■ Task prompt:
The goal is an unaltered copy of the records below, minus any images.

START Data under study

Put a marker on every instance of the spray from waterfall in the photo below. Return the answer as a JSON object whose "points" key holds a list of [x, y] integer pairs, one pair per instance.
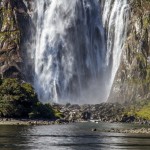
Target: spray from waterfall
{"points": [[78, 48]]}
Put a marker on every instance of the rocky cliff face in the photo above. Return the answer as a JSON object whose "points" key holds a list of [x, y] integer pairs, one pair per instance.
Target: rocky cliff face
{"points": [[132, 81], [14, 29]]}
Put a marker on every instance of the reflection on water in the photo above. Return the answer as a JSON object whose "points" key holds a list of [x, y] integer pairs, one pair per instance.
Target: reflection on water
{"points": [[70, 137]]}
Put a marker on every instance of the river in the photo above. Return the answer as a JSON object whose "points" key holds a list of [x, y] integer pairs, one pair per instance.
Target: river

END Data under study

■ Response to this task:
Put a marker on every instance of the spray from waterfall in the photo below. Return the answer as a JSON object whose "points" key holds a list of [x, y] integer pairs, one pair per instance.
Target: spray from waterfall
{"points": [[78, 48]]}
Put a marker on every instance of the rocky cliff face in the photo above. Return the answer as a JSON object whose "points" key holds a list of [x, y] integer pairs, one pair per instance.
Target: rocky cliff face
{"points": [[132, 81], [14, 29]]}
Put a marker on every instance of the reflection on water in the photo above. Return the answer as a JSON object whose "points" key holds a list of [x, y] integer pairs, one pair per instance.
Target: reflection on water
{"points": [[70, 137]]}
Put a marker on every instance of the river in the photo above. Return the answer as a JSON object whose "points" key holds a list of [x, y] integer pairs, one pair per instance.
Target: river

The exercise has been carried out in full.